■ **Exercise**: Restate the whole of the data verbatim, omitting nothing.

■ **Data supplied**:
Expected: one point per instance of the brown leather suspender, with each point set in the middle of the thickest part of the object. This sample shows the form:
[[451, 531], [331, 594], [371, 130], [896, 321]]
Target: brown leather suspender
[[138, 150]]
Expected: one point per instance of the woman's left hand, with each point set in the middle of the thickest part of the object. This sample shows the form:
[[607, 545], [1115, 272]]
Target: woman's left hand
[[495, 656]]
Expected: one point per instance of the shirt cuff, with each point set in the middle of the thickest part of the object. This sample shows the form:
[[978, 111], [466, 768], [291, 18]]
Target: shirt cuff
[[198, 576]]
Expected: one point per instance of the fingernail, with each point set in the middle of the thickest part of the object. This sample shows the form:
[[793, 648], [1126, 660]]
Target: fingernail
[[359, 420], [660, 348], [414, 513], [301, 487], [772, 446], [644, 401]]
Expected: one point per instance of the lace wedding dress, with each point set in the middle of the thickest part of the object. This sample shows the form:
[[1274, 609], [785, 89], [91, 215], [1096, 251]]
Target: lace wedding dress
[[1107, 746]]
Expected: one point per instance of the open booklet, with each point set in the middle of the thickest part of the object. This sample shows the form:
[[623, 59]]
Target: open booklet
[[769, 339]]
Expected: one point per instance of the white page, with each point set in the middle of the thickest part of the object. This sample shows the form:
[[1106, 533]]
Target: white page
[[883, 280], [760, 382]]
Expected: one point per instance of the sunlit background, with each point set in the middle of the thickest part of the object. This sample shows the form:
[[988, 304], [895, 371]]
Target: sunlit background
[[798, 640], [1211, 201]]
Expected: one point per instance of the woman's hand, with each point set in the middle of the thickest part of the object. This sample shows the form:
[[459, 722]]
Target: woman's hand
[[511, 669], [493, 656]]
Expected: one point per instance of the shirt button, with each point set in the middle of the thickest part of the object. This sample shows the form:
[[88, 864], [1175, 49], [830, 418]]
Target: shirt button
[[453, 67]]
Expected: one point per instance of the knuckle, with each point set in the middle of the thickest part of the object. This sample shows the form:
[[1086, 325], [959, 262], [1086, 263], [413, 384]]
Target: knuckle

■ **Written response**:
Expected: one point per instance of the brown leather suspender, with each point set in the middle of the thickest part of the object. This sample shows the form:
[[451, 531], [331, 594], [371, 130], [896, 321]]
Target: brown leather suspender
[[138, 150]]
Expected: one point per instance of the woman's left hand, with each point set in the middle of the thickest part of the object. This sample shows the form:
[[607, 545], [1115, 272]]
Target: woman's left hand
[[495, 656]]
Expected: one point per instance of the shirt cuff, with each point set in the middle of the thickest part of the object. This sample shows the form:
[[978, 111], [466, 768], [291, 18]]
Target: shirt cuff
[[198, 576]]
Expected: one point per instance of the fingernail, with each point set in the middle of the thickest part of the object. This sample shows the form:
[[793, 648], [1126, 660]]
Target: fingernail
[[359, 420], [660, 348], [414, 513], [301, 487], [772, 446], [644, 401]]
Expected: one point per instance of the lace wedding dress, with each point set in the middle of the thickest part of the object. This sample shows the form:
[[1274, 609], [785, 89], [91, 215], [1096, 251]]
Target: lace wedding dress
[[1107, 746]]
Expected: one point per instance of the open booklet, with each point set in the middle of the thickest part of the object. This sample shows the form:
[[623, 59]]
Target: open booklet
[[769, 339]]
Expected: one point per instance of the white page, with each point set in the middle of the thickest part of the object. This sample shows the form:
[[1106, 533]]
Target: white page
[[883, 280], [760, 382]]
Expected: one point per instance of the sunlit background, with each point set in the middle of the thickest part of the object. This sample shows the form:
[[988, 304], [895, 371]]
Target: sunlit background
[[798, 640], [1211, 201]]
Expected: one point per instance of the woman's hand, with each point set in the middle of the thickest part of the object. This sample shows the form:
[[459, 722]]
Target: woman's hand
[[511, 669], [493, 656]]
Expected: one point per instance of the shirt button, with each point set in the middle of the thickest part of the object. This sample shows the form:
[[88, 864], [1175, 49], [830, 418]]
Target: shirt button
[[453, 67]]
Expected: one point per instance of the knuckle, with each point set in the middle of the thickest part of the object. This sample shows the form:
[[1086, 325], [959, 262], [1086, 263], [413, 384]]
Target: knuckle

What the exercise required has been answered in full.